> _Source text_
# # #
Does Deleuze offer a posthuman theory ?

[15] The answer to this question is negative if the posthuman is understood in the vulgar commonsense understanding of the hyped, the neo-liberal celebration of the fake, the inauthentic, the wilfully constructed and sublimely artificial. The answer is positive however, if it points in the less lazy-minded sense of re-configuring the extended inhuman, cosmic span of possible becomings. This is the direction of neo-materialism and a renewed concern for the corporeal structure of the subject (Ansell Pearson, 1997).

[16] The crucial aspect of Deleuze & Guattari's thought I would want to stress here concerns the extent to which their entire philosophical enterprise constitutes an attack on identity. Not on any one identity, but on the very concept of identity, with the inbuilt logic of recognition of sameness and dualistic relocation of otherness, which has been operational since Plato's time (Boundas and Olkowski, 1994; Olkowski, 1999). The self, or the individual is the modern variation on this identitarian theme, which has been put in place in the age of modernisation and industrialisation (Deleuze and Guattari, 1972; 1980). Deleuze builds and expands upon Foucault's archaeology of the modern subject of 'bio-power' but goes much further conceptually. He replaces the old subject formation with a notion of the subject as a cluster of complex and intensive forces – intensive assemblages which connect and inter-relate with others in a variety of ways. The crucial shift here concerns the inhuman or posthuman vision of what exactly constitutes an assemblage. The French 'agencement' renders this much better with its sense of an ex-centric, non-anthropocentric form of agency.

[17] This posthuman approach is primarily due to Deleuze and Guattari's rejection of two residues of the old dialectics of Lack, which they see as still operating in modern thought. The first residue of the negativity built into the psychoanalytic vision of desire as lack, and the subject as subjected to lack, law and the power of the linguistic signifier. Nothing could be further removed from Deleuze's theory of desire than this negative reading of human affectivity. The 'noble' side of this vision concerns a political economy of affects such as mourning and melancholia, which I consider as a dominant ideology in capitalist culture.
# # #
Gathered data entries:
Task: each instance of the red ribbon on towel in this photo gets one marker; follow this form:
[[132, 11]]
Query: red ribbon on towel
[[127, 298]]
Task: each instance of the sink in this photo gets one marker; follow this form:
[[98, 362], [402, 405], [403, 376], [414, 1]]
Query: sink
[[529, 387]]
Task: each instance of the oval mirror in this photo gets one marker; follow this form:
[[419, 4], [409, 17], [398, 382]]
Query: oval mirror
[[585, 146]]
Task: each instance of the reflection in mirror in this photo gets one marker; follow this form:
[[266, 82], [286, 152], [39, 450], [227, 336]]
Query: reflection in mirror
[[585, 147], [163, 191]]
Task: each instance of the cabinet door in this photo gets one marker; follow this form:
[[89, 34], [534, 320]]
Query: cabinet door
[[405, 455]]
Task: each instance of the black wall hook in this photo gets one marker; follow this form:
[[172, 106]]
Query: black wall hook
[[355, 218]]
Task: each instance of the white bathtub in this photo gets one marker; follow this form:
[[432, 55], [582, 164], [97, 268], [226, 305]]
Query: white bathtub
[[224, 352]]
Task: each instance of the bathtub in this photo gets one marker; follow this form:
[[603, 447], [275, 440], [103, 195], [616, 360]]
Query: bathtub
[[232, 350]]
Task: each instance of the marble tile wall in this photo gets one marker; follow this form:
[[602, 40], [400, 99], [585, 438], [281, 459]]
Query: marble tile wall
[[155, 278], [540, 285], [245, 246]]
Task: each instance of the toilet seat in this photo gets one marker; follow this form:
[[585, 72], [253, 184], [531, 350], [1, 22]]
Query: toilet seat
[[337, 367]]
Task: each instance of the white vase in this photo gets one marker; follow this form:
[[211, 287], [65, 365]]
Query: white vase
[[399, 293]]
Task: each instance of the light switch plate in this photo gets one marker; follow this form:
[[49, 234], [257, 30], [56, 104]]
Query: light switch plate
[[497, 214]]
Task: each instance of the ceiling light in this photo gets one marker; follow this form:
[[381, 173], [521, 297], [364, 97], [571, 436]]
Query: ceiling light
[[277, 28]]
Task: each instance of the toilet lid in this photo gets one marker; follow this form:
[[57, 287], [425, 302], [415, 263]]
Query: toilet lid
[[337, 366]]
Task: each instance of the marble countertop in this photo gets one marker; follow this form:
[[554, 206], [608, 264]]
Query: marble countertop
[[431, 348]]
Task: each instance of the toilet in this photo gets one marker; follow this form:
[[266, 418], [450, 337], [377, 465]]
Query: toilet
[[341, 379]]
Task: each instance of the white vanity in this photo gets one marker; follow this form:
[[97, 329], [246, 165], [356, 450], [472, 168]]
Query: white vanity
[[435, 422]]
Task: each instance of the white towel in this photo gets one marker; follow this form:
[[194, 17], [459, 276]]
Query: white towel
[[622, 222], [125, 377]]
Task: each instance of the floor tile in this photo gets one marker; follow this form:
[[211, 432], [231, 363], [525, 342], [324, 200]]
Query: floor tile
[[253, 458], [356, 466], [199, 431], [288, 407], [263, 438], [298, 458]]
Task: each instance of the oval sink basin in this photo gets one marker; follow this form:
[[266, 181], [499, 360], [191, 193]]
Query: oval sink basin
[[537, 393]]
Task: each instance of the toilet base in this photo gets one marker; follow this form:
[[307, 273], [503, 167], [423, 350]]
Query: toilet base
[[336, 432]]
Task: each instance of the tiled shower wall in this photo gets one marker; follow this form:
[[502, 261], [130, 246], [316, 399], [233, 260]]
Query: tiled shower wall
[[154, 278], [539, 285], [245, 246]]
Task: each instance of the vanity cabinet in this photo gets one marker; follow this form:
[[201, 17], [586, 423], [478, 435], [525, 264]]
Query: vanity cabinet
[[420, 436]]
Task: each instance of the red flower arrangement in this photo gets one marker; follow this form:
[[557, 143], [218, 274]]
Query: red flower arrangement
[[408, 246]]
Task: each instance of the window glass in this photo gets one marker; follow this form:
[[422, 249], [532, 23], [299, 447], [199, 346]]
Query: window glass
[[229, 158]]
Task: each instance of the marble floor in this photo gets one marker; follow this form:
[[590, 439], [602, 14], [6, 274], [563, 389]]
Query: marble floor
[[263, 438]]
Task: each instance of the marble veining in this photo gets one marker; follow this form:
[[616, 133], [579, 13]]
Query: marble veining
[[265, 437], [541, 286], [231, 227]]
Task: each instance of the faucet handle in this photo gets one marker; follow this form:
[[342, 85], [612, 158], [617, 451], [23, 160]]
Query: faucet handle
# # #
Write out the part of the passage on Deleuze that starts at "Does Deleuze offer" and ends at "(Ansell Pearson, 1997).". Work from the passage on Deleuze alone, setting the rows aside.

> _Solution to the problem_
Does Deleuze offer a posthuman theory ?

[15] The answer to this question is negative if the posthuman is understood in the vulgar commonsense understanding of the hyped, the neo-liberal celebration of the fake, the inauthentic, the wilfully constructed and sublimely artificial. The answer is positive however, if it points in the less lazy-minded sense of re-configuring the extended inhuman, cosmic span of possible becomings. This is the direction of neo-materialism and a renewed concern for the corporeal structure of the subject (Ansell Pearson, 1997).